> İstenenler
1/ Okuma metnine göre yazar kaç yıllık geçmişine baktığını söylüyor?
2/ Okuma metnini iki cümlede özetleyin.
3/ Liderlerle ilgili hatıraları anlatmaya hazırlanan okuma metnini kaldığı yerden sürdürün.

77 yıllık geçmişime bakıyorum ve devamlı şükrediyorum. Cenab-ı Hak, lâyık olduğumdan çok fazlasını lütfetti. Kimseye muhtaç etmedi. Birçok düzeyde ülkeme hizmet etmeme, çok sayıda Öğrencime/Hesap Uzman Muavinine ve kontrolöre eğitim vermeme imkân sağladı. Bu arada birçok liderle tanışmak, beraber çalışmak fırsatım oldu.
Zaman zaman, bu liderlerin bazıları ile ilgili hatıralarımı aktarmak istiyorum.

> Veri Satırları
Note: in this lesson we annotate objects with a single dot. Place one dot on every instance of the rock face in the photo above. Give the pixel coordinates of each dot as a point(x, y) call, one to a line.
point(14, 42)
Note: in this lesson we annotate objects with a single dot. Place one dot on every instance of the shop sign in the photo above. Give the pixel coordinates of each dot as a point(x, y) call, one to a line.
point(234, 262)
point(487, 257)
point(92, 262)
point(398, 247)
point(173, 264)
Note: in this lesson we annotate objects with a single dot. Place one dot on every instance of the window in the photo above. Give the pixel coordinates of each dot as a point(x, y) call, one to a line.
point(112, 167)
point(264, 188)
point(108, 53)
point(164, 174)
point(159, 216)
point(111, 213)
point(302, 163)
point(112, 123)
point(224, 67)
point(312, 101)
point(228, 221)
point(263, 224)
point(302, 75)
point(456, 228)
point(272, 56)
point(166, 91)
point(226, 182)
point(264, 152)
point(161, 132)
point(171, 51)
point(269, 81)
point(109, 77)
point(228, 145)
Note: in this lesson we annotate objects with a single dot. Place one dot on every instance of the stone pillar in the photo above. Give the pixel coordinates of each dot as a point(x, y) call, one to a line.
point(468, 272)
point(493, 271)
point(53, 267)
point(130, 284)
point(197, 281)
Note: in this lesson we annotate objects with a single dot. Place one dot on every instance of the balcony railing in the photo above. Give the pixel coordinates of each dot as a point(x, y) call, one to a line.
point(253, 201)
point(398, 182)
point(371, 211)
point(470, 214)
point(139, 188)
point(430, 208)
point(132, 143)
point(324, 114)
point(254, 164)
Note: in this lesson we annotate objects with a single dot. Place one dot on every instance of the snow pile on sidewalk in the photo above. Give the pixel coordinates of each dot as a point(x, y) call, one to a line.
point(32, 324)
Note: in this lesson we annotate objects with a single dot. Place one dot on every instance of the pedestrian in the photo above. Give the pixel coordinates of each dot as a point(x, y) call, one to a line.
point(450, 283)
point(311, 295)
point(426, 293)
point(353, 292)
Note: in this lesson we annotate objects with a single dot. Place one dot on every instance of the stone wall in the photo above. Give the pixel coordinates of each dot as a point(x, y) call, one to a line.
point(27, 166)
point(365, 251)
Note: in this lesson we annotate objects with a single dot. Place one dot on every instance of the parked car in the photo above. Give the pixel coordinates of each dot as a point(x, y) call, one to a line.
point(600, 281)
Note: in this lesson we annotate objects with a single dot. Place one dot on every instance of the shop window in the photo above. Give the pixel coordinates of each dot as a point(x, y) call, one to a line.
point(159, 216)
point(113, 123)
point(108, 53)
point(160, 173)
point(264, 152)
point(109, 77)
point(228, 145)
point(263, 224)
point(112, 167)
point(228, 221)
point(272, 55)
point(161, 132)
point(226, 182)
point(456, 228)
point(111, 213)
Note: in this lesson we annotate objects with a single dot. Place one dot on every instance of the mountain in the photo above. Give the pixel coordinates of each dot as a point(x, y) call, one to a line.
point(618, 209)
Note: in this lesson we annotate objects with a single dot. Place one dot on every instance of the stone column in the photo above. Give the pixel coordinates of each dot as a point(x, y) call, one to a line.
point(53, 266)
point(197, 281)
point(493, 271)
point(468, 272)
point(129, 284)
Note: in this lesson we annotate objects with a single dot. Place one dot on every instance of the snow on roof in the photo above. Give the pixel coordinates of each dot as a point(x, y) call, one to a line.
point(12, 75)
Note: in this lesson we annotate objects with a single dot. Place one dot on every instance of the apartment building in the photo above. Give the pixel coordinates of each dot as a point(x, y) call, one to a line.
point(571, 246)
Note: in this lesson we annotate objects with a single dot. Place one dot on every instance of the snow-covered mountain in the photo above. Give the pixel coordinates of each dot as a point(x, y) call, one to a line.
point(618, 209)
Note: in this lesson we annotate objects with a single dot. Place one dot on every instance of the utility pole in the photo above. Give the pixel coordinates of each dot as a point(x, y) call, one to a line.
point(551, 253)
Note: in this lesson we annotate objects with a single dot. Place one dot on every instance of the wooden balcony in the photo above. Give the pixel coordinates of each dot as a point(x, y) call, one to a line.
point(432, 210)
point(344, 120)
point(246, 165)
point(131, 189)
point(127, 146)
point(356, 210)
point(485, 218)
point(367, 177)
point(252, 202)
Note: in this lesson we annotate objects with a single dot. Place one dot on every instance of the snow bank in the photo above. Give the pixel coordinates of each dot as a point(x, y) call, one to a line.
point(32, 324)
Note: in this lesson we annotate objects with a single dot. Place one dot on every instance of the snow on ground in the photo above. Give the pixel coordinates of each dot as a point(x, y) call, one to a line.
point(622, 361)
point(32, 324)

> Görev Sonuçları
1/ 77 yıllık geçmişine.

2/ Yazar, 77 yıllık geçmişine bakarak sürekli şükrettiğini, Cenab-ı Hak'ın kendisini kimseye muhtaç etmediğini ve ona ülkesine birçok düzeyde hizmet etme, çok sayıda öğrenciye, hesap uzman muavinine ve kontrolöre eğitim verme imkânı sağladığını anlatıyor. Bu süreçte birçok liderle tanışıp beraber çalıştığını, zaman zaman bu liderlerin bazılarıyla ilgili hatıralarını aktarmak istediğini belirtiyor.

3/
1– Merhum Alpaslan Türkeş;
Belçika’daki, KDV ihtisasından, 1974 yılında döndüm. Günün Maliye Bakanı Deniz Baykal beni Ankara’ya çağırdı ve İzmir Defterdarı olarak tayin edileceğimi söyledi. (Kendisi, biz öğrenci iken SBF de asistandı. Oradan da, tanışıklığımız vardı.) “Hocam, mevcut arkadaşımız 21 yıldır görevde. Teşkilât pasifleşmiş, politikacıların kuklası olmuş. Ben, A dan Z ye her şeyi değiştiririm. Size çok şikâyet gelir” dedim. “Ben seni tanıyorum. Hesap Uzmanı Kurulu yöneticileri de, seni çok övdüler. Sana güveniyorum. Genç Bakanın, genç defterdarı olur. Kimseden çekinme ben hep arkanda olacağım” dedi.
a) Göreve büyük bir hızla başladım. İlk işim politikacıların iş takibini ve baskı yapmasını önlemek oldu. Sicili boğuk tipleri tespit ettim ve pasifize ettim. (Elbette, çok sayıda rica, baskı, tehdit oldu) Parti teşkilâtlarının hedefi oldum.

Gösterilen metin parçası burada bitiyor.